• Texte de lecture:
══════════════════════════════

Diagnostics prénataux faciles

M. Greely, qui présente sa vision dans le livre «The End of Sex and the Future of Human Reproduction», évoque un diagnostic génétique prénatal.

Une telle analyse est déjà offerte aux parents dont le bébé risque de souffrir d’un problème génétique, comme la fibrose kystique ou l’anémie falciforme. On prélève alors certains ovules de la femme et, après la fertilisation, le génome des embryons est analysé pour identifier ceux qui ne sont pas porteurs de l’anomalie.

Cette procédure analyse une poignée d’embryons à la recherche d’un problème spécifique, et non pas le génome entier de dizaines d’embryons. Quand un couple veut choisir un «super bébé», dit le docteur Richard Scott fils, fondateur d’une association de médecins spécialisés en reproduction au New Jersey, «nous leur répondons que ce n’est pas possible».

Dans les faits, affirment le docteur Scott et d’autres, même l’analyse la plus large ne permettrait pas de déterminer avec précision le développement d’un enfant.

Si l’ADN est la quincaillerie, il y a aussi le logiciel: les modifications chimiques qui déterminent quand un gène est allumé ou éteint. Cet «épigénome» surviendrait principalement après l’analyse du génome de l’enfant, souligne le docteur Scott.

«Votre enfant ne sera peut-être pas la vedette de trois sports à l’université parce que l’épigénome n’aura pas été au rendez-vous», explique-t-il.

M. Greely admet que les prédictions concernant des traits comme l’intelligence et les habiletés athlétiques seront imprécises, en raison de l’épigénétique et de l’incertitude qui persiste concernant le rôle des gènes et leurs interactions. L’éducation de l’enfant et ses expériences pourront aussi y être pour quelque chose.

Que feraient les couples?

Même si les prédictions ne sont pas parfaites, les couples voudraient-ils vraiment contrôler la génétique de leur enfant? Plusieurs experts en doutent.

══════════════════════════════

• Travail demandé:
a – Répondez aux questions suivantes d'après le texte sur le diagnostic génétique prénatal.
(i) Dans quel livre M. Greely présente-t-il sa vision ?
(ii) Dans quel État se trouve l'association de médecins fondée par le docteur Richard Scott fils ?
(iii) Outre l'épigénétique, quels facteurs M. Greely mentionne-t-il comme pouvant aussi compter dans le développement de l'enfant ?
b – Réécrivez le passage du texte sur le diagnostic génétique prénatal allant de "M. Greely admet" jusqu'à "experts en doutent.", en remplaçant "experts" par "spécialistes".
c – Prolongez le texte sur le diagnostic génétique prénatal à la suite de sa dernière phrase.

[Enregistrements issus d'un jeu de données]

══════════════════════════════

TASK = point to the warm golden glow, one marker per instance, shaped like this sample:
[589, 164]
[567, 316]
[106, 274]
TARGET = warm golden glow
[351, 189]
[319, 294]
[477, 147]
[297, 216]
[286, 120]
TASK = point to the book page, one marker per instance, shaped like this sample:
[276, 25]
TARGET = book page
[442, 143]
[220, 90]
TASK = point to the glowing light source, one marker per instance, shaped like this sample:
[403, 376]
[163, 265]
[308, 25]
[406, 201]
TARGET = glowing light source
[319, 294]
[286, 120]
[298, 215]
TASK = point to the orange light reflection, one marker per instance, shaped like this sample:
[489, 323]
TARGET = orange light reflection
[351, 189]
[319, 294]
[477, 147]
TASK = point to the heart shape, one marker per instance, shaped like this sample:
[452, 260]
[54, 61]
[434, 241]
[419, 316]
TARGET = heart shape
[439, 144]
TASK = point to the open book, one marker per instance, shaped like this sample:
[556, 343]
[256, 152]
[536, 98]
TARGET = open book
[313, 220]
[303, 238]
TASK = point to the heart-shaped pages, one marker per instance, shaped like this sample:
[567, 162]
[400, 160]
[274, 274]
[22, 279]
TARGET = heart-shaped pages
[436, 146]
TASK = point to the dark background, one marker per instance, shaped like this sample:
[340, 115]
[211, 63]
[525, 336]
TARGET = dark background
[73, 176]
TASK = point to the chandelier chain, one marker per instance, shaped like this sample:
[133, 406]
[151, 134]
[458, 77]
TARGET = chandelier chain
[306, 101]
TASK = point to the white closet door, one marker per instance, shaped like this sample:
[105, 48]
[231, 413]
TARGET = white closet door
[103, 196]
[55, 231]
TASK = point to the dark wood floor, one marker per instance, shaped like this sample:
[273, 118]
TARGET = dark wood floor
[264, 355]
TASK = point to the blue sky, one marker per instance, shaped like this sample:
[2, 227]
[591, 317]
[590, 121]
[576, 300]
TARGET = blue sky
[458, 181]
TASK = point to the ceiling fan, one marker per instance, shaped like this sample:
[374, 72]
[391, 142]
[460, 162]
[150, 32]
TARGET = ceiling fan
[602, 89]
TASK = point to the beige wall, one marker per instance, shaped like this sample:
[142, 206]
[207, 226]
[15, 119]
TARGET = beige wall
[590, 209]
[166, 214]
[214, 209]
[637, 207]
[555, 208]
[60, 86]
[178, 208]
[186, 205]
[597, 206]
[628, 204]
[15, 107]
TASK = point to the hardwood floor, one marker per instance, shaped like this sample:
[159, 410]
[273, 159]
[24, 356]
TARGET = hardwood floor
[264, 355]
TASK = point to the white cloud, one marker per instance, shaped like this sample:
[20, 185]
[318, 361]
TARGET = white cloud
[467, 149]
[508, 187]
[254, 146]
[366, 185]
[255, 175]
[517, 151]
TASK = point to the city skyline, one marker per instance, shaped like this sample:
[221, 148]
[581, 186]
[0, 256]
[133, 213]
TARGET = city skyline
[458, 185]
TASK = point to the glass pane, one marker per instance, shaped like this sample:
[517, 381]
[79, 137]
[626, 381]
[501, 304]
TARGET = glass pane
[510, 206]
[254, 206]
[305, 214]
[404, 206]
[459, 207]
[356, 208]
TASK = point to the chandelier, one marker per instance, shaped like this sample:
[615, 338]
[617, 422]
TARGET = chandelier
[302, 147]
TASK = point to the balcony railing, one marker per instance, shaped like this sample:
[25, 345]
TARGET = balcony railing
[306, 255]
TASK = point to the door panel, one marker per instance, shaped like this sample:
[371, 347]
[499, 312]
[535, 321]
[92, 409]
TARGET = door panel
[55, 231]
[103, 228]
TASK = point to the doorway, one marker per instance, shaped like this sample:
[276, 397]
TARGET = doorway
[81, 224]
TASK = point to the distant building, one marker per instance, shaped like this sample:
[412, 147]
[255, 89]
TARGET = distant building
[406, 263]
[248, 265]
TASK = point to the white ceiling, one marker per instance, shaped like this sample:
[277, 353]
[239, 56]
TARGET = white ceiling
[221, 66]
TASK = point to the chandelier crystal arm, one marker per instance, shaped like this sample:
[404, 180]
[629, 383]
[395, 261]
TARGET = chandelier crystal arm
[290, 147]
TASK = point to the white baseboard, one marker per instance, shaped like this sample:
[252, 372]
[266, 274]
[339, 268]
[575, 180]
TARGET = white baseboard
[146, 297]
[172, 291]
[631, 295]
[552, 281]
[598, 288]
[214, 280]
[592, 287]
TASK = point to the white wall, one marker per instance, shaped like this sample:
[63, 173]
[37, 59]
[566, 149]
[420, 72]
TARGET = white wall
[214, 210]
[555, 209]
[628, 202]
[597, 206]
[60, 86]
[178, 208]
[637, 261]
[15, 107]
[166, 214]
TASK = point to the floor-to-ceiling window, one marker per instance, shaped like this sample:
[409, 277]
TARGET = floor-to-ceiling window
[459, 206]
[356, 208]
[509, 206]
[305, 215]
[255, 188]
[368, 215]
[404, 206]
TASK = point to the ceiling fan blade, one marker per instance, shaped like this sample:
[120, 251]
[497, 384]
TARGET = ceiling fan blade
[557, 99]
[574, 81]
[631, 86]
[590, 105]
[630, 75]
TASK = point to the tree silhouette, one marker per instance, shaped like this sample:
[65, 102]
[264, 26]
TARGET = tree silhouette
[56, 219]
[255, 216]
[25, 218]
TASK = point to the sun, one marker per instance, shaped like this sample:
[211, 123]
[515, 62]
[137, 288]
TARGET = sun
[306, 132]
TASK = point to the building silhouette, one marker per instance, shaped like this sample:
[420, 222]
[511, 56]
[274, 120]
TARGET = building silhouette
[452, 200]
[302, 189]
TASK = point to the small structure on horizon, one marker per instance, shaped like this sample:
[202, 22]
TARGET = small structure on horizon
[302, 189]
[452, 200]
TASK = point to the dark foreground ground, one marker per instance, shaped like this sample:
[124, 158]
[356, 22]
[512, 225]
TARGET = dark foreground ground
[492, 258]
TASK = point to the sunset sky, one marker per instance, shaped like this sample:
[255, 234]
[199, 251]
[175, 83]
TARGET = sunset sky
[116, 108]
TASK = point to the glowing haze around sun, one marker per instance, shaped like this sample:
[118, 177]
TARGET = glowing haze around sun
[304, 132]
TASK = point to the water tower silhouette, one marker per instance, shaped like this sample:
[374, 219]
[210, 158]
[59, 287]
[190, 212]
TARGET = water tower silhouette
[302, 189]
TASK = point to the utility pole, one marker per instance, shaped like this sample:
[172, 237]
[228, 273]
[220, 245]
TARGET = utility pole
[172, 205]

══════════════════════════════

• Réponses attendues:
a –
(i) Il la présente dans le livre «The End of Sex and the Future of Human Reproduction».
(ii) Elle se trouve au New Jersey.
(iii) Il mentionne l'éducation de l'enfant et ses expériences.

b –
M. Greely admet que les prédictions concernant des traits comme l’intelligence et les habiletés athlétiques seront imprécises, en raison de l’épigénétique et de l’incertitude qui persiste concernant le rôle des gènes et leurs interactions. L’éducation de l’enfant et ses expériences pourront aussi y être pour quelque chose.

Que feraient les couples?

Même si les prédictions ne sont pas parfaites, les couples voudraient-ils vraiment contrôler la génétique de leur enfant? Plusieurs spécialistes en doutent.

c –
Seule une «minorité très petite» recherche un bébé parfait, affirme la docteure Hudgins. Plusieurs de ses patientes refusent toutes les analyses parce que, disent-elles, le sort du bébé est «entre les mains de Dieu».

Le docteur James Grifo, du Centre de fertilité de l’Université de New York, doute lui aussi de la popularité de la chose.

«Aucun patient ne m’a jamais demandé un bébé sur mesure», affirme le docteur Grifo, qui pratique la fertilisation in vitro depuis 1988.

Même M. Greely croit que les parents ne souhaiteraient pas manipuler les aptitudes intellectuelles ou athlétiques de leur enfant. En revanche, la possibilité d’éviter les maladies graves qui se manifestent durant l’enfance serait beaucoup plus attrayante. Ils se préoccuperaient probablement moins des maladies, comme l’alzheimer et le parkinson, qui surviennent plus tard, dans l’espoir que la médecine aura suffisamment progressé pour les soigner à ce moment.

Le diagnostic génétique prénatal s’en vient, croit-il, alors aussi bien l’encadrer correctement, notamment pour garantir que les parents auront le choix de l’utiliser ou non et pour déterminer quelles caractéristiques génétiques seront étudiées. Il souhaite également qu’on rende illégal le vol d’ADN pour recruter un parent à son insu.

D’autres voient des pièges

Une fois le profil génétique dessiné, cela pourrait-il revenir hanter un enfant au cours de sa vie, par exemple si un assureur ou une résidence pour aînés demandaient une analyse des facteurs de risque? Que ferait-on du nombre élevé d’embryons rejetés?

Des règles pourraient être adoptées pour freiner le nombre d’embryons créés ou encore pour circonscrire les caractéristiques qu’un couple peut choisir, selon I. Glenn Cohen, de l’Université Harvard.

Lori B. Andrews, de la faculté de droit de l’Université Chicago-Kent, a résumé sa pensée dans une critique du livre de M. Greely.

«L’éventualité d’un diagnostic génétique prénatal devrait nous rendre très inconfortables», a-t-elle écrit.

Même ceux qui doutent que cela devienne un jour possible croient que M. Greely a raison de lancer le débat.

«C’est certainement une chose que nous devons prendre sérieusement et à laquelle nous devons réfléchir soigneusement, estime Marcy Darnovsky, qui dirige le Centre pour la génétique et la société de Berkeley, en Californie. Ce n’est pas seulement une question technique ou scientifique.»